**CHALLENGE A**
In the listing, begin at the line that has "Draw the outline of every instance of the <item>bird's" and stop after the line that has "86], [111, 82]]]". Arrange those lines as a numbered list, skipping blank lines and leaving out the pictures.

# Iterators part 2 : operators
In the previous lecture, we looked at a brief introduction to iterators in Python. Iterators will serve as the basic building block for the systems that we will consider. This lecture will look at "functions" of iterators, i.e., procedures that produce and consume iterators.

## FileScan Iterator 
Let us revist the `FileScan` from the previous lecture. This iterator loads lines from a file one-by-one: 

In [None]:
class FileScan:
    """Loads a large file into the
    program line-by-line"""
    
    def __init__(self, filename):
        self.filename = filename
        
    def __iter__(self):
        self.file = open(self.filename, 'r')
        self.line = self.file.readline()
        return self
    
    def __next__(self):
        if self.line != "":
            result = int(self.line)
            self.line = self.file.readline()
            return result
        else:
            self.file.close()
            raise StopIteration

We can use this iterator in code to process the lines in a specified file of numbers.

In [None]:
import itertools
file = FileScan('my_file')
print(list(itertools.islice(file, 5)))

Suppose, we wanted to transform every element in this file, e.g, normalize each value by 100. We could write code as follows:

In [None]:
for i in FileScan('my_file'):
    print(i/100.0)

In a sense, the transformation `i/100.0` defines another iterator. We can make this explicit with a new iterator class. This iterator class will take *another iterator* as an argument in its constructor, and return each next value transformed. 

In [None]:
class Normalize:
    """Divides each of an iterator of numbers by
       100"""
    
    def __init__(self, iter_in):
        self.iter_in = iter_in
        
    def __iter__(self):
        self.input_state = iter(self.iter_in) 
        #we have to explicitly perserve the input
        #state. 
        return self

    def __next__(self):
        #poll the next value of the input and divide it by 100.

**CHALLENGE B**
Answer from the iterators lecture:
(i) What does the `FileScan` iterator do once the line it has read is empty?
(ii) By what number does `Normalize` divide each value?
(iii) What does the `Normalize` class take as an argument in its constructor?

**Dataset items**
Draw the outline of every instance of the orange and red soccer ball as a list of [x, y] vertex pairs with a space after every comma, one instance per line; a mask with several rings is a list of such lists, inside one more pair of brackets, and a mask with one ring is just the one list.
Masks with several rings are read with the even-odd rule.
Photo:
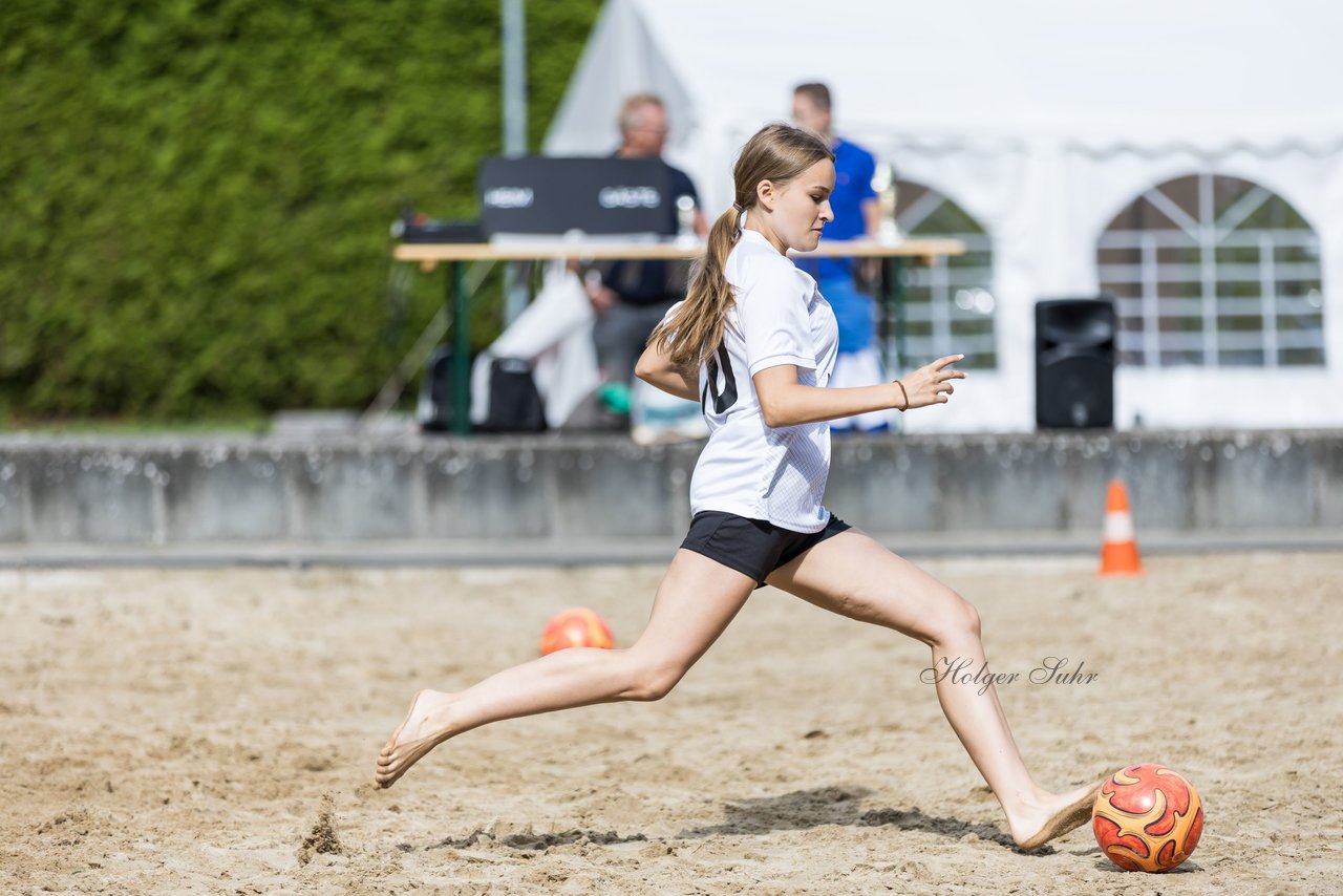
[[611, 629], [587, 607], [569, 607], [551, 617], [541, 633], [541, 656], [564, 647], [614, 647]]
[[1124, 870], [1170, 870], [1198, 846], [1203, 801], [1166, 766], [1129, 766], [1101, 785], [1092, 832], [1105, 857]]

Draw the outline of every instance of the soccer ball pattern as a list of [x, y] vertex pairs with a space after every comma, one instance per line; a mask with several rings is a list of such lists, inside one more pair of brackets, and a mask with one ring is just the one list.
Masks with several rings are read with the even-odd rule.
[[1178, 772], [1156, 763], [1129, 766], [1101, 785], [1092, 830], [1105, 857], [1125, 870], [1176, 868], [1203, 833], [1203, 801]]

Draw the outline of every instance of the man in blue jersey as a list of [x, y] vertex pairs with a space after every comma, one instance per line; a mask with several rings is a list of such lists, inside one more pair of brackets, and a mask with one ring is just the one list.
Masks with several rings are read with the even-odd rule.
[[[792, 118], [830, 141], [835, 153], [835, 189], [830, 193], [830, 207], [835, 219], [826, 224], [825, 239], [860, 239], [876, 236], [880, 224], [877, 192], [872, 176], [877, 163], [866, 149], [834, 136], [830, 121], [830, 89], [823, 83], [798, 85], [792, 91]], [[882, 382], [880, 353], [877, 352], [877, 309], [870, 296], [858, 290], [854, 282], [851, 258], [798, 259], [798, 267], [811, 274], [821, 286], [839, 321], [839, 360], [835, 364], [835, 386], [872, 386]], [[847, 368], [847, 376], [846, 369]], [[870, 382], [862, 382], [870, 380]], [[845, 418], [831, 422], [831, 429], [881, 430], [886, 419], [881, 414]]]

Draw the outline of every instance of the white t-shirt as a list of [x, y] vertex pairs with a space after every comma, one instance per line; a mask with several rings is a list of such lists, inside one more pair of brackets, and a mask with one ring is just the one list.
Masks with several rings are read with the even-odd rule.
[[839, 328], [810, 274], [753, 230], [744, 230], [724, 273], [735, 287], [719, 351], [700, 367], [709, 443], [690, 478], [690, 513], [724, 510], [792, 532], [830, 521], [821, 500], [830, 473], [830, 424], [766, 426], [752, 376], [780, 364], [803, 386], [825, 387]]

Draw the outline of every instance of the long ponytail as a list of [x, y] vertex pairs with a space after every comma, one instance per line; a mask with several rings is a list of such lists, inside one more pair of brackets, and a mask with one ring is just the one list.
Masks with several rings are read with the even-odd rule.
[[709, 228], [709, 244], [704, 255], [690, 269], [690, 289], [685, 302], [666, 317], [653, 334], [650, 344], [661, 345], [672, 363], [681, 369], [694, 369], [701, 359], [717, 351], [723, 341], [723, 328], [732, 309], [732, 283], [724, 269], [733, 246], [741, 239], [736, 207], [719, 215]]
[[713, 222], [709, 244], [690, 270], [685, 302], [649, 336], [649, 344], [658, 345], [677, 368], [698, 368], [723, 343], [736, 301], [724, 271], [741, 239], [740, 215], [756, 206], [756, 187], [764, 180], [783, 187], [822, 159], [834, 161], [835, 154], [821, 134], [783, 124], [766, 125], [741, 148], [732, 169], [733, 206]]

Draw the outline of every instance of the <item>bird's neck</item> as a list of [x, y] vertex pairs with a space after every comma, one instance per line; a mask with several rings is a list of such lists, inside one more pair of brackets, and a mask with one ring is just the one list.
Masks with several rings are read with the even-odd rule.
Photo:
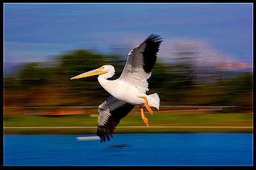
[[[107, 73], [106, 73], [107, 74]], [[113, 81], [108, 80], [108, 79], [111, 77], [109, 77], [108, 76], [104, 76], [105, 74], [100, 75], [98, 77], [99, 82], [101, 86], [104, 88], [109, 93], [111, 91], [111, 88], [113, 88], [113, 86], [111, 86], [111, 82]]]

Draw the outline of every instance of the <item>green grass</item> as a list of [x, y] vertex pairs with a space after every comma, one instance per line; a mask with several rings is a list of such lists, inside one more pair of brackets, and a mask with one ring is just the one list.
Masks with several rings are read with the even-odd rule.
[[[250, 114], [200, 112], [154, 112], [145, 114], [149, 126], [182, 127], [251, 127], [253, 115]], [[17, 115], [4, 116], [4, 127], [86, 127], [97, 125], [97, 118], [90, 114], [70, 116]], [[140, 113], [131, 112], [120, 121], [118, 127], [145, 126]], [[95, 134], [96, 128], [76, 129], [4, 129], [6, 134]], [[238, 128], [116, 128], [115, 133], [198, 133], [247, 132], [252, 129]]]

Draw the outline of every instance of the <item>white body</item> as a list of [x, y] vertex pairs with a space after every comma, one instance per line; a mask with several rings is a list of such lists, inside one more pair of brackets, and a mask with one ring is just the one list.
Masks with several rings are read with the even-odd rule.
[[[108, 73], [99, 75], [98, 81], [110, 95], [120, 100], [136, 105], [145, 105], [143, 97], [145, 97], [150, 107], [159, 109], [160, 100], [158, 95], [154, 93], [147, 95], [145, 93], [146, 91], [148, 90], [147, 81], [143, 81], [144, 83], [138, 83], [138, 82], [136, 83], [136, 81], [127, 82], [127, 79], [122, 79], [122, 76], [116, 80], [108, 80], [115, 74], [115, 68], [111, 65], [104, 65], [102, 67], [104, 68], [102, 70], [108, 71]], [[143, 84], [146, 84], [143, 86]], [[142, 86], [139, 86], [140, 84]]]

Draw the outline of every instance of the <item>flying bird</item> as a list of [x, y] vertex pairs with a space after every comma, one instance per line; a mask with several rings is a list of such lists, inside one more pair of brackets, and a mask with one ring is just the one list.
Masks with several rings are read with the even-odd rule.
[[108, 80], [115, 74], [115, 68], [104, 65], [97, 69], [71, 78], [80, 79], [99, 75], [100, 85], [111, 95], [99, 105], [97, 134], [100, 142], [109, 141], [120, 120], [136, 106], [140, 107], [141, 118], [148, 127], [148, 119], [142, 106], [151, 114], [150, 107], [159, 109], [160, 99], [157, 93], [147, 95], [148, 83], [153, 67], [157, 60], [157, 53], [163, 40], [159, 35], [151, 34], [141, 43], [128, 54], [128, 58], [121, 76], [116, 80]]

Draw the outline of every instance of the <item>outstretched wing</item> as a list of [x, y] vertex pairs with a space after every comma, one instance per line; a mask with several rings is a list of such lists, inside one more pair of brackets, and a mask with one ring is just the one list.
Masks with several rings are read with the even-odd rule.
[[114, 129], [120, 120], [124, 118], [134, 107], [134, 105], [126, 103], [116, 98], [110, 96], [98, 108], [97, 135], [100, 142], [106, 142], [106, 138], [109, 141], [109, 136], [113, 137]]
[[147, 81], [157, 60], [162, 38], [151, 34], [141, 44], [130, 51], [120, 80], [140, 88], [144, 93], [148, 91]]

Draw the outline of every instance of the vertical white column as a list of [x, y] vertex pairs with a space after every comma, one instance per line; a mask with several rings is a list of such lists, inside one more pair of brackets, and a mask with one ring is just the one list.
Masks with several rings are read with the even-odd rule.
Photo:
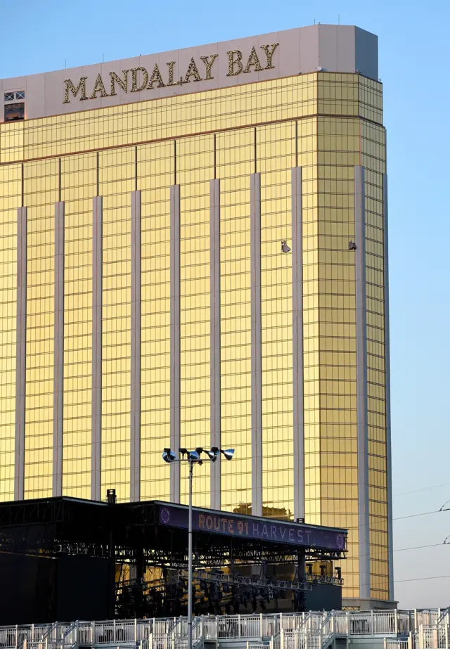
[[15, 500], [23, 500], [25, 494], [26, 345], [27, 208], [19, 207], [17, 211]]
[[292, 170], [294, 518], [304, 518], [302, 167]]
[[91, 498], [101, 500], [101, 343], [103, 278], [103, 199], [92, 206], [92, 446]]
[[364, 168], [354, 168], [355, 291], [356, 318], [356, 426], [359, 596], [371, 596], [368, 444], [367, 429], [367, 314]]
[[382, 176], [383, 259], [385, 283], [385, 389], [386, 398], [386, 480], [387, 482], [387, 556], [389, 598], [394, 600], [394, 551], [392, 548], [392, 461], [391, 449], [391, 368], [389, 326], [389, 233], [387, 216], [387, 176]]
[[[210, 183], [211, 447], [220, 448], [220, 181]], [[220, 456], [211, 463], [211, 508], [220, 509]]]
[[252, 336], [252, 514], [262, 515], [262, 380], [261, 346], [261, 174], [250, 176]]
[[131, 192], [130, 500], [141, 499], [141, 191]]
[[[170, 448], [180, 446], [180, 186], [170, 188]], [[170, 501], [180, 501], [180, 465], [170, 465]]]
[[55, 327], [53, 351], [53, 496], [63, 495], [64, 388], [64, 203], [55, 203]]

**CORRECT RESPONSE A**
1. Draw the outline of every instance of the <item>bird's neck</item> as a list of [x, y] vertex pairs with a space after every comma, one instance per line; a mask with several rings is a list of such lists, inside one more pair of brackets, and a mask with one ring is just the one list.
2. Masks with several rings are read with the even-odd rule.
3. Photo:
4. [[[107, 73], [106, 73], [107, 74]], [[113, 81], [108, 80], [108, 79], [111, 77], [109, 77], [108, 76], [104, 76], [105, 74], [100, 75], [98, 77], [99, 82], [101, 86], [104, 88], [109, 93], [111, 91], [111, 88], [113, 88], [113, 86], [111, 86], [111, 82]]]

**CORRECT RESPONSE B**
(i) It closes the file and raises StopIteration.
(ii) 100.
(iii) Another iterator.